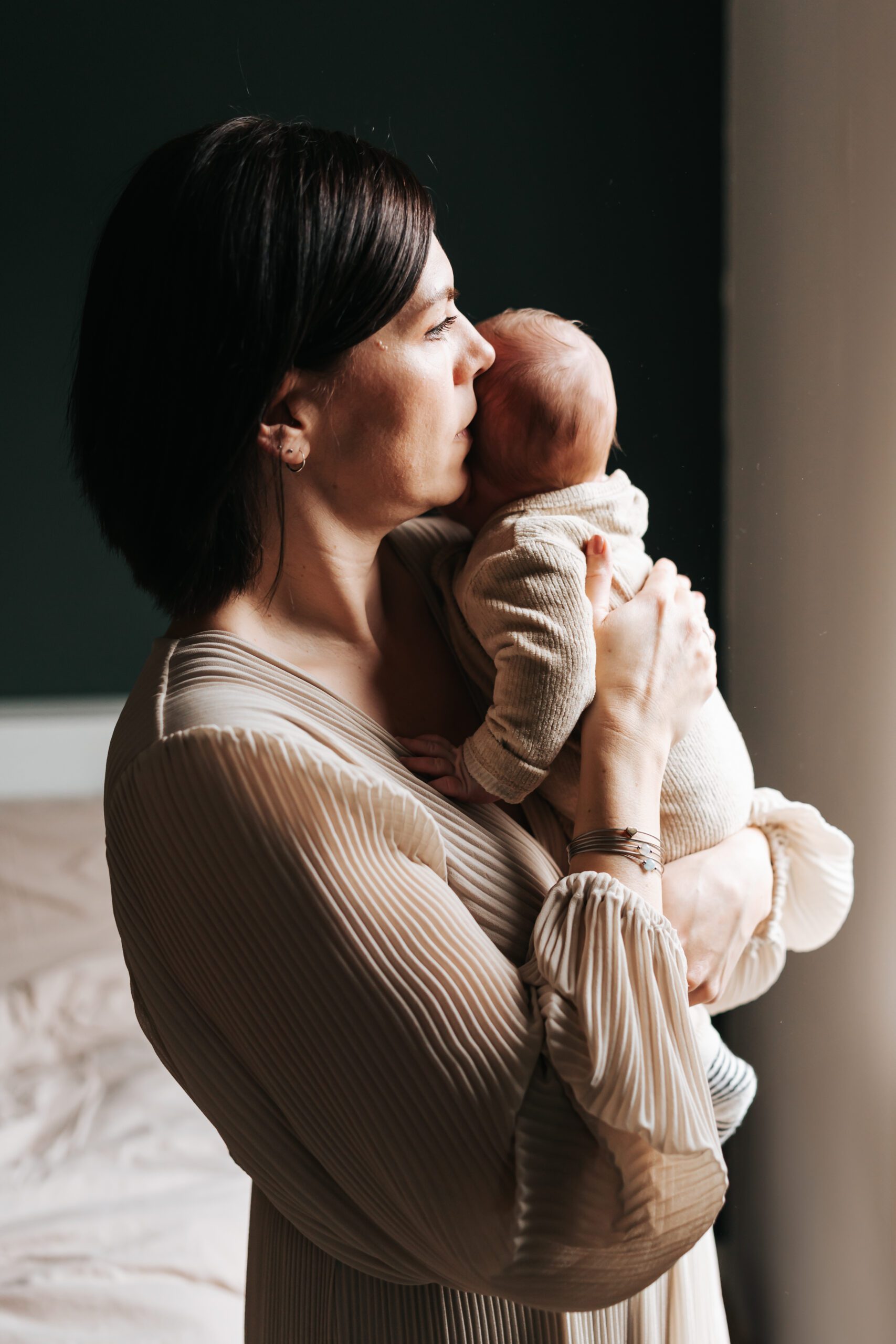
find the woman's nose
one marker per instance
...
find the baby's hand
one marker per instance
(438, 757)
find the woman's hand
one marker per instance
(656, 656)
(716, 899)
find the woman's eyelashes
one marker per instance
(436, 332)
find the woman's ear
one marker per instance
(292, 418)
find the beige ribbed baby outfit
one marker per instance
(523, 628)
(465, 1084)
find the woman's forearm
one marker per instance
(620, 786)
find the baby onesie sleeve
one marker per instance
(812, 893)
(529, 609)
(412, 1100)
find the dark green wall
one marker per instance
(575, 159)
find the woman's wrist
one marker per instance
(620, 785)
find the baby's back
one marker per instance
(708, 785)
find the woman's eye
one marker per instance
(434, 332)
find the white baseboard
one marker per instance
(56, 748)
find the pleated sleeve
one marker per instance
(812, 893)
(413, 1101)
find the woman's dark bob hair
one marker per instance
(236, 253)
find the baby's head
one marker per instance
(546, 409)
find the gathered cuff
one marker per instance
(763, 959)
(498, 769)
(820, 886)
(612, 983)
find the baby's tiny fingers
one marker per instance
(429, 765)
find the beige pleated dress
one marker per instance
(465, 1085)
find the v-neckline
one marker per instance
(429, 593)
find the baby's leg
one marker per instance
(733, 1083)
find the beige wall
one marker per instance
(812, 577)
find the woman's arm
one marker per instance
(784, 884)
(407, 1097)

### WHAT TO WORK ON
Whenever the string "pleated" shows up in a line of the records, copy that line.

### ANSWER TO THIS TASK
find the pleated sleeve
find the beige pleated dress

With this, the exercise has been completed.